▸ What you have to do:
Rewrite the passage on the history of "Carol of the Bells" from "A program for" to "Oct. 5, 1921.", putting "packed" in place of "sold-out".

[Start of Source document]

History of Carols of the Bells



Although “Carol of the Bells” has become a popular tune during the holidays, the original lyrics had nothing to do with Christmas.

The song with a haunting four-note melody was originally a Ukranian folk song written as a “winter well-wishing song,” said Anthony Potoczniak, a Rice University anthropology graduate student who is studying the song’s history.



Written in 1916 by Ukrainian composer Mykola Leontovich and titled “Shchedryk,” the song tells the tale of a swallow flying into a household to proclaim the plentiful year that the family will have. The song’s title is derived from the Ukrainian word “shchedryj,” which means “bountiful.”

“The swallow is a herald of spring coming,” Potoczniak said, referring to its possible pre-Christian origins. The original lyrics describe the swallow calling out to the master of the home and telling him about all the wealth that he will possess — healthy livestock, money and a beautiful wife.



For a Christmas concert, a choir director by the name of Oleksander Koshyts commissioned Leontovich to write a song based on Ukrainian folk melodies. Using the four notes and original folk lyrics of a well-wishing song he found in an anthology of Ukrainian folk melodies, Leontovich created a completely new work for choir – “Shchedryk.”

“Very few people realize that the composition ‘Shchedryk’ was composed and performed during a time when there was intense political struggle and social upheaval in Ukraine,” Potoczniak said. The same choir director who commissioned the song formed the Ukrainian National Chorus, mandated by a fledgling Ukrainian government, in 1919 to promote Ukranian music in major cultural centers in the West. Touring across Europe and North and South America, the chorus performed over 1,000 concerts. 



Meanwhile, back in Ukraine, the original folk melody that Leontovich used to compose his work was one of many well-wishing tunes sung in many Ukrainian villages on Jan. 13 — New Year’s Eve on the Julian calendar — usually by adolescent girls going house to house in celebration of the new year. As the girls sang the tune predicting good fortune, they were rewarded with baked goods or other treats.

A program for the Ukrainian National Chorus’s concert tour of American cities and universities in the fall and winter of 1922.Credit...Ukrainian Institute, Kyiv

The Ukrainian National Chorus did not limit its performances of “Shchedryk” to the Julian New Year, and the song became popular in other parts of the world as the choir introduced it to other nationalities, including the United States, where they first performed the song to a sold-out audience in Carnegie Hall Oct. 5, 1921.

When American choir director and arranger Peter Wilhousky heard Leontovich’s choral work, it reminded him of bells; so he wrote new lyrics to convey that imagery for his choir. He copyrighted the new lyrics in 1936 and also published the song, despite the fact that the work was published almost two decades earlier in Soviet Ukraine. In the late 1930s, several choirs that Wilhousky directed began performing his Anglicized arrangement during the Christmas holiday season.

[End of Source document]
[Start of Provided information]

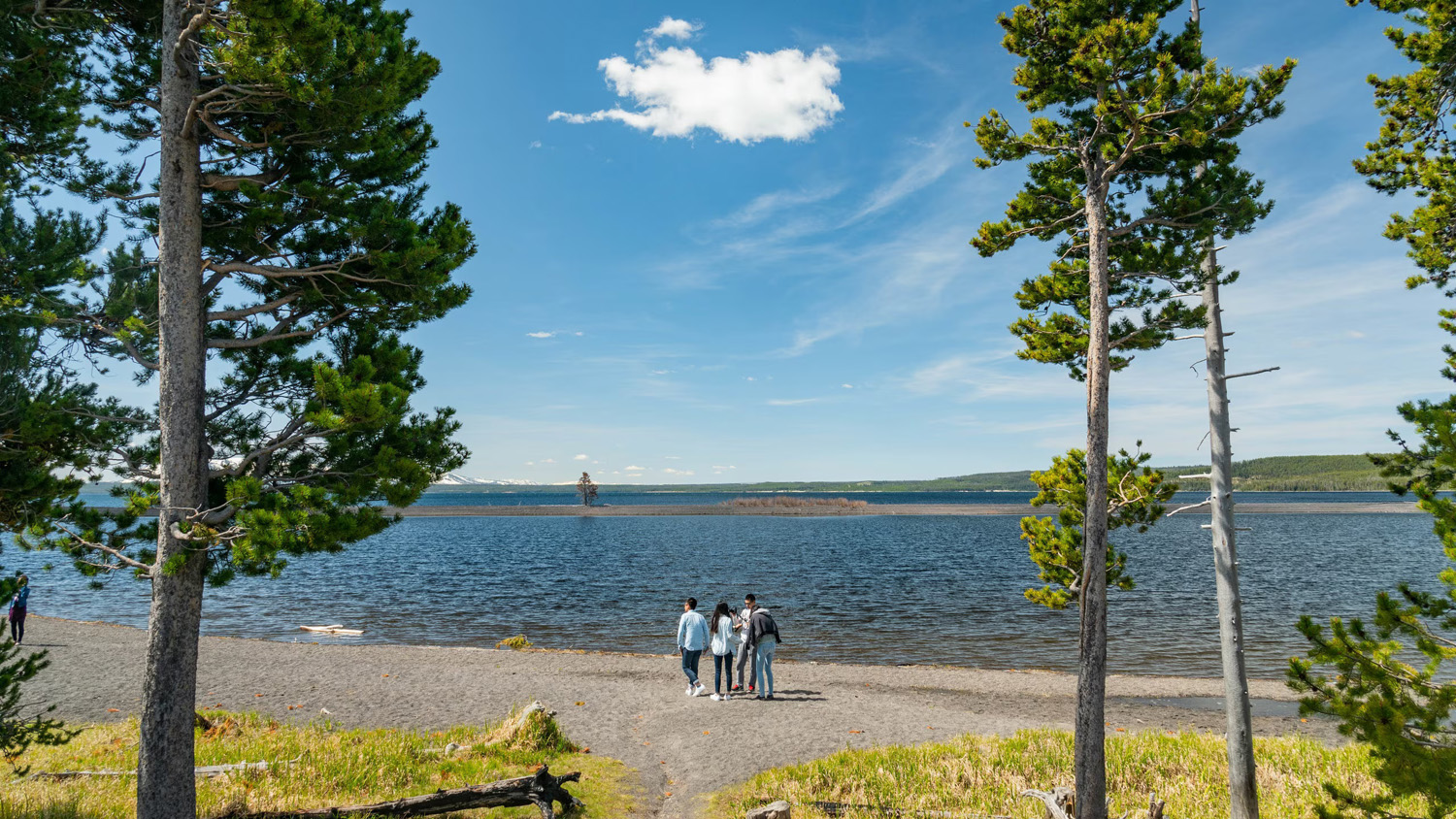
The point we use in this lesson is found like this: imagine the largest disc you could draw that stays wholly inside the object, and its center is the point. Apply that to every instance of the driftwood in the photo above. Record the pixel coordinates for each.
(200, 771)
(1060, 802)
(542, 789)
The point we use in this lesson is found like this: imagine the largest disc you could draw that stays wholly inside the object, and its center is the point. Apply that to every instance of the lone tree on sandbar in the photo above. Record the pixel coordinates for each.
(587, 489)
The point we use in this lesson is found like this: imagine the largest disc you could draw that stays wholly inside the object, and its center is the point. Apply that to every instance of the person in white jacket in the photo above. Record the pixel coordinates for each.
(724, 643)
(692, 639)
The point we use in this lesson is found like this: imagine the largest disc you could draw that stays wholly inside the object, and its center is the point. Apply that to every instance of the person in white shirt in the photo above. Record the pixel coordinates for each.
(692, 639)
(724, 643)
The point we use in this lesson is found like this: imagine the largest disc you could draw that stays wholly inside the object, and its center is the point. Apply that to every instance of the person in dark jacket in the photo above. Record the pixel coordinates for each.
(17, 604)
(740, 621)
(763, 635)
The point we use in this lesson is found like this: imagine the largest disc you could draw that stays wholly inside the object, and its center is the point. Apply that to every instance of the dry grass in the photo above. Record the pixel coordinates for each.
(334, 767)
(981, 775)
(789, 502)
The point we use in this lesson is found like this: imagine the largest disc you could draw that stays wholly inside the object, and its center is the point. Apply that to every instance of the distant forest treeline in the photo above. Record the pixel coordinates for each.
(1286, 473)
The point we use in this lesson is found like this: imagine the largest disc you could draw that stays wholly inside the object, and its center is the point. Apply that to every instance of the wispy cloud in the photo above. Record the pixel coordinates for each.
(919, 169)
(785, 95)
(775, 203)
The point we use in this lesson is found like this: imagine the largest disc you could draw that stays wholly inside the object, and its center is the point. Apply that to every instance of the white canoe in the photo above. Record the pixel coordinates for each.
(335, 629)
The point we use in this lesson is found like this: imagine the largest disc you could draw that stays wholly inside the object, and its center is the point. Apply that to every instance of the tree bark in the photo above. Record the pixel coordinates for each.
(1089, 764)
(1243, 798)
(1242, 787)
(165, 781)
(541, 789)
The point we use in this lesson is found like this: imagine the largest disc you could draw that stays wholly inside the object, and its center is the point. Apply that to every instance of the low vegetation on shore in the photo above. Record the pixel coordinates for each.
(984, 775)
(791, 502)
(319, 766)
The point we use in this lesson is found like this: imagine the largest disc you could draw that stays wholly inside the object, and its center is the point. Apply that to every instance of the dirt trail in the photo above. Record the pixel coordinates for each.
(634, 705)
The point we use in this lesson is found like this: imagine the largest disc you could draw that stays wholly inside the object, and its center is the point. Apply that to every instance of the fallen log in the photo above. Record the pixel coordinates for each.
(200, 771)
(542, 789)
(852, 809)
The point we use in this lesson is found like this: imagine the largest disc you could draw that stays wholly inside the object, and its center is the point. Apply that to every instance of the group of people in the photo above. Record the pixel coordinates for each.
(745, 635)
(17, 604)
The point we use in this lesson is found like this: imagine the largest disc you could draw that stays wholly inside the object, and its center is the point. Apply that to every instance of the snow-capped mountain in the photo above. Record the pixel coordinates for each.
(451, 478)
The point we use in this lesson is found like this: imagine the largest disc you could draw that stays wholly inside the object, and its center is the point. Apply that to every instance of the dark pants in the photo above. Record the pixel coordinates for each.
(690, 665)
(17, 624)
(722, 667)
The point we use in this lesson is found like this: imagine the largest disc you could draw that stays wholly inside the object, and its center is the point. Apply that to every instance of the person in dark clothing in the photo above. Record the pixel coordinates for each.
(763, 636)
(17, 606)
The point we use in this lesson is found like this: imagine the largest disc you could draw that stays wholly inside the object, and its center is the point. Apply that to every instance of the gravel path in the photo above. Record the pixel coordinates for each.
(634, 707)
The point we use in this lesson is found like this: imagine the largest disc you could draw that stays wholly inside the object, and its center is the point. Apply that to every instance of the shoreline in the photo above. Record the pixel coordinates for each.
(626, 705)
(914, 509)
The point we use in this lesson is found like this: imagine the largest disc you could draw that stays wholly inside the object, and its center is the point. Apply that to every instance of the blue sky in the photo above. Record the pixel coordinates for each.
(721, 284)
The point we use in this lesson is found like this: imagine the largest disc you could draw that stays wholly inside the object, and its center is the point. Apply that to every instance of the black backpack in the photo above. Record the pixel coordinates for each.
(772, 627)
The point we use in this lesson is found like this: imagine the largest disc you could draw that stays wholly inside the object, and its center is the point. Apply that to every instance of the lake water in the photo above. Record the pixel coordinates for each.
(868, 589)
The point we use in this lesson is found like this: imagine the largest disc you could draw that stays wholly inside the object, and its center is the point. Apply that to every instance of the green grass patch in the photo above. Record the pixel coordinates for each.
(986, 774)
(334, 767)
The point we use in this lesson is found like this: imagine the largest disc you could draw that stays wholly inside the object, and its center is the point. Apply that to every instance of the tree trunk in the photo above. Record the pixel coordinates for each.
(1243, 798)
(165, 783)
(1242, 789)
(1089, 754)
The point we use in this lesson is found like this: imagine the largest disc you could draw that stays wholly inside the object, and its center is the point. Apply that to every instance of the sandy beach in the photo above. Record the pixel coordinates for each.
(820, 510)
(632, 705)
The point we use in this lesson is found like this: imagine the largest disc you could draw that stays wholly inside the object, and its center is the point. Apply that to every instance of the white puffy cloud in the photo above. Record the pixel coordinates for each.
(672, 28)
(783, 95)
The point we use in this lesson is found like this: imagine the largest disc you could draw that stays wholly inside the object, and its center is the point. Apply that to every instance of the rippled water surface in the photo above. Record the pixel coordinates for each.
(870, 589)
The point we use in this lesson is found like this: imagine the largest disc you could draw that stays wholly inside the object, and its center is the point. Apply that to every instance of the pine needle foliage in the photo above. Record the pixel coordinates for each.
(319, 253)
(1136, 501)
(1133, 113)
(1389, 679)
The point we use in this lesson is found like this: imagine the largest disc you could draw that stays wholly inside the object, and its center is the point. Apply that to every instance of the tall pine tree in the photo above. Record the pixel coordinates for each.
(1112, 180)
(1388, 679)
(293, 249)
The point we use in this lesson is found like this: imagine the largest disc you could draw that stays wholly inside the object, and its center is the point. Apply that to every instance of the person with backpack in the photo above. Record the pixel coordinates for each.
(763, 633)
(17, 606)
(692, 639)
(740, 620)
(724, 643)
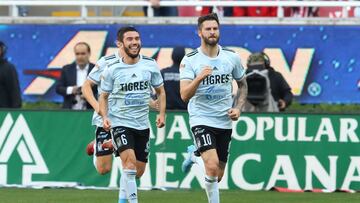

[End of Provided information]

▸ The response:
A program for the Ukrainian National Chorus’s concert tour of American cities and universities in the fall and winter of 1922.Credit...Ukrainian Institute, Kyiv

The Ukrainian National Chorus did not limit its performances of “Shchedryk” to the Julian New Year, and the song became popular in other parts of the world as the choir introduced it to other nationalities, including the United States, where they first performed the song to a packed audience in Carnegie Hall Oct. 5, 1921.